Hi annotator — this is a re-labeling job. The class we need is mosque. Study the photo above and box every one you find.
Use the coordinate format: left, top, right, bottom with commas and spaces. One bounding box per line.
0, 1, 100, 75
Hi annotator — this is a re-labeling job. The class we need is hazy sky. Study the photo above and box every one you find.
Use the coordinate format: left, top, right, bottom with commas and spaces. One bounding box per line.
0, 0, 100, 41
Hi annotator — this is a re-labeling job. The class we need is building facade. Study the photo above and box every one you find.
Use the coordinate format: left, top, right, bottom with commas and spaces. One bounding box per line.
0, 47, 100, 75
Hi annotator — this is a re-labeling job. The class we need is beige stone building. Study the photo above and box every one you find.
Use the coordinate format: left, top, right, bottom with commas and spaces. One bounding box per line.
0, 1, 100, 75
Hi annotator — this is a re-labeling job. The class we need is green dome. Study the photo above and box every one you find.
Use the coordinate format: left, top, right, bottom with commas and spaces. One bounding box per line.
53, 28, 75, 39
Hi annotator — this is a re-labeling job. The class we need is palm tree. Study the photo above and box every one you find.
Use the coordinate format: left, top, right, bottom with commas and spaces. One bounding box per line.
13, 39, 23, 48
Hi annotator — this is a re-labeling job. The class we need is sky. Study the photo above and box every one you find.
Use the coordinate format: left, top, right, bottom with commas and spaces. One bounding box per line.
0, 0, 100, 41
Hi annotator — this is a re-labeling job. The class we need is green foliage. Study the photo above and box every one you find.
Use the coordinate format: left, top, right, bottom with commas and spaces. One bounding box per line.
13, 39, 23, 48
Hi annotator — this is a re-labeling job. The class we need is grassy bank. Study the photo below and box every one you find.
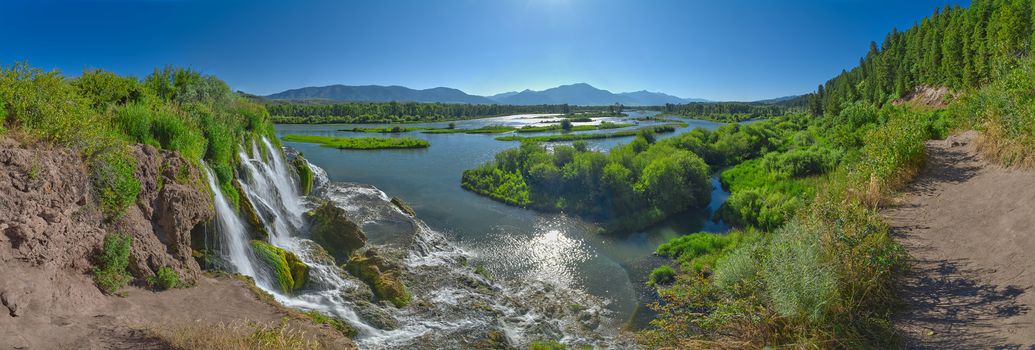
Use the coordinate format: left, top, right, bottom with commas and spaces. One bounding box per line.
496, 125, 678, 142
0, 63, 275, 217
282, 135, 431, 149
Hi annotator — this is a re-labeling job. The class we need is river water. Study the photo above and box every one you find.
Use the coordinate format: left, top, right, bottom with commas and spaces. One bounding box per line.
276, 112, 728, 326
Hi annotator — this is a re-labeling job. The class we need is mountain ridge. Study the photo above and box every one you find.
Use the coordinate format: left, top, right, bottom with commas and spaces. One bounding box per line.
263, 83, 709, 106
----------------
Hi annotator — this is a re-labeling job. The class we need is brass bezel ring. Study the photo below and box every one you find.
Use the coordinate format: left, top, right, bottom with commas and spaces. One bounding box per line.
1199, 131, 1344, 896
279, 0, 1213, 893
----------------
> **Your instructions**
Resize the records between the line containing "need is hazy" and the line containing "0, 47, 100, 75", inclusive, and reproduce only those lines. Keep the requests unchanged, multiply every bounding-box coordinate in the answers by 0.45, and round each result to a whole number, with halves rounded up.

> **Exercise answer**
Hi annotator — this is a re-labeling job. The class we need is hazy sky. Study the photo above and box every one you find.
Use the coordinate format: left, top, right, bottom with commas and spaces. One bounding box per line.
0, 0, 45, 18
Hi annotator — this is a re-labeling job. The class we need is building facade. Study the photo above and box every one you find.
Use the coordinate format: left, top, right, bottom with commas and spaces. One bounding box per line.
0, 21, 45, 34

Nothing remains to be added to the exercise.